WORK TO COMPLETE — Can you reproduce the Michigan sports betting article below word for word, from "The Man Who" to "the governing body."?

SOURCE PASSAGE —
======
Michigan’s Long, Winding Road to Legal Sports Betting

Ever since the U.S. Supreme Court ruled the federal ban on sports betting unconstitutional, sports betting has been expanding across the country. While no state had a longer road to legalization than New Jersey, Michigan’s sports betting saga is particularly noteworthy. It took Michigan four years and two governors to finally legalize sports betting.

And it all started with one representative from Michigan’s 61st district.

The Man Who Sponsored Most Of Michigan’s Recent Gaming Bills

Brandt Iden was voted into the Michigan state legislature as a Republican in 2014. He ran on a campaign that, in part, emphasized job creation and a competitive business sector for Michigan. His legislative impact was small from 2015 to 2016. But in 2017, Iden began to leave his mark on the governing body.

On March 17, 2017, Iden sponsored a house resolution to make that month Problem Gambling Awareness Month in Michigan. Michigan’s House of Representatives adopted it that same day, marking Iden as an early proponent of safe gaming in Michigan.

In hindsight, it could have been an early attempt to quell anti-gambling forces within Michigan. The final bill that legalized sports betting in Michigan had three votes against. They were all Republicans concerned about problem gamblers and children having increased access to online gambling. Although the Problem Gambling Awareness Month didn’t remedy those three representatives’ concerns, it may have given Iden credibility before he took on sports betting.

However, Michigan couldn’t have legalized sports betting in March 2017 if it wanted to. Iden had to wait until the fall for even a glimmer of hope.

The Supreme Court Ruling That Changed Everything

The road to sports betting legalization started in New Jersey in 2011. When the Garden State voted to legalize sports betting, it was sued by several sports organizations. New Jersey lost.

Then, New Jersey tried to legalize sports betting again in 2014. The technicalities of that new law led the Supreme Court to grant a review of the Third Circuit’s decision to uphold the ruling against NJ. On June 27, 2017, the Supreme Court agreed to hear the case.

In particular, the high court had to determine the constitutionality of a federal law called PASPA–the Professional and Amateur Sports Protection Act of 1992. This law kept 46 states from taxing or regulating sports betting. At the time, Nevada had legal sports betting, and three other states had sports lotteries that received exemptions:

  1. Oregon
  2. Delaware
  3. Montana

On May 14, 2018, the Supreme Court ruled that it was unconstitutional for the federal government to prevent the states from regulating or taxing sports betting. The Court decided that Congress couldn’t regulate the states’ regulation of themselves. That ruling gave every state the right legalize and promulgate rules governing sports betting–if they chose.
======
DATA ENTRIES —
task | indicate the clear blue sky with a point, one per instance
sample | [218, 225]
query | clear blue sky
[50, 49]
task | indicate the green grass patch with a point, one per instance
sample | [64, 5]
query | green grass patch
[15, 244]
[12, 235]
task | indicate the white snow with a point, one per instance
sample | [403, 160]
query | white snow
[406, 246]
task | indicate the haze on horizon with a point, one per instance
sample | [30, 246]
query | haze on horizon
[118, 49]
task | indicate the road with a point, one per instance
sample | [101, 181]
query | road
======
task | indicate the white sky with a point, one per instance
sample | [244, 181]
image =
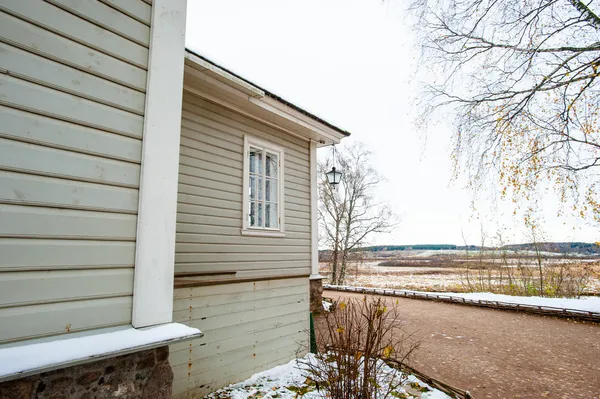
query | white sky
======
EXERCISE SOLUTION —
The Man Who Sponsored Most Of Michigan’s Recent Gaming Bills

Brandt Iden was voted into the Michigan state legislature as a Republican in 2014. He ran on a campaign that, in part, emphasized job creation and a competitive business sector for Michigan. His legislative impact was small from 2015 to 2016. But in 2017, Iden began to leave his mark on the governing body.